Decision to Leave (Park Chan-wook, 2022)

Un fantasme de flic où les fautes, les crimes et les trahisons se déplacent, se croisent et se neutralisent, sans jamais s’annuler.

Un film policier, une histoire de meurtres assez banale : le coup du détective qui tombe amoureux de la jolie veuve. En l’occurrence la suspecte est une Chinoise installée en Corée, qui se marie deux fois avec des hommes riches et/ou passablement escrocs. Les deux maris meurent de mort violente, le premier par ce qui ressemble à un suicide, le deuxième tué par un autre mafieux. Un détective essaie de reconstituer la suite des événements. Il entre pour cela dans l’intimité de la Chinoise, si près qu’il finit par tomber amoureux. Il la surveille toutes les nuits, au risque de passer pour un voyeur1, lui parle, l’invite, lui fait la cuisine2. Il renonce à l’inculper avant de découvrir que le mari ne s’est pas suicidé, c’est la Chinoise qui probablement l’a assassiné en le poussant du haut d’un rocher3. Elle a dû pour cela escalader la paroi, entre deux précipices. Le détective dissimule cette découverte à ses collègues, puis survient le deuxième cas. Après l’avoir rencontrée par hasard dans la ville où il travaille4, il est chargé de l’enquête. À nouveau il faut innocenter la jeune femme car on trouve un autre meurtrier plus probable. Le détective se confie à elle, elle fait semblant de lui répondre, mais finalement elle s’efface dans le sable de la mer – une forme de suicide.

################

Répondez, s'il vous plaît, à ces questions sur le texte consacré à Decision to Leave, une réponse par ligne, numérotée comme la question.
1. De quelle nationalité est la suspecte, et dans quel pays est-elle installée ?
2. Par qui le deuxième mari est-il tué ?
3. Que fait finalement la jeune femme à la fin du texte ?

■ **JEU DE DONNÉES**:
################

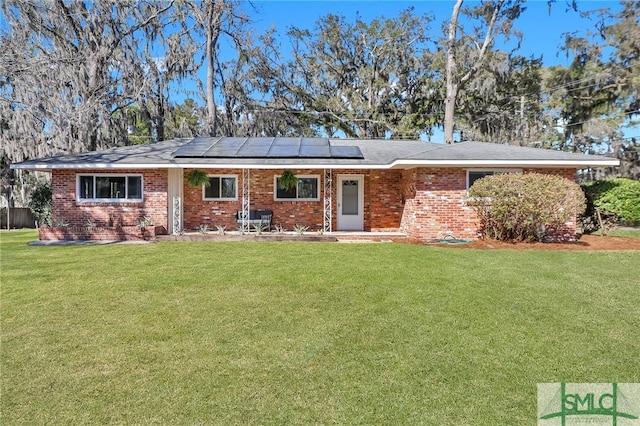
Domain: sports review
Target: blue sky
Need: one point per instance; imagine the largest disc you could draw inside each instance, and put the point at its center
(542, 30)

################

■ **RÉPONSE**:
1. Elle est chinoise et installée en Corée.
2. Il est tué par un autre mafieux.
3. Elle s'efface dans le sable de la mer.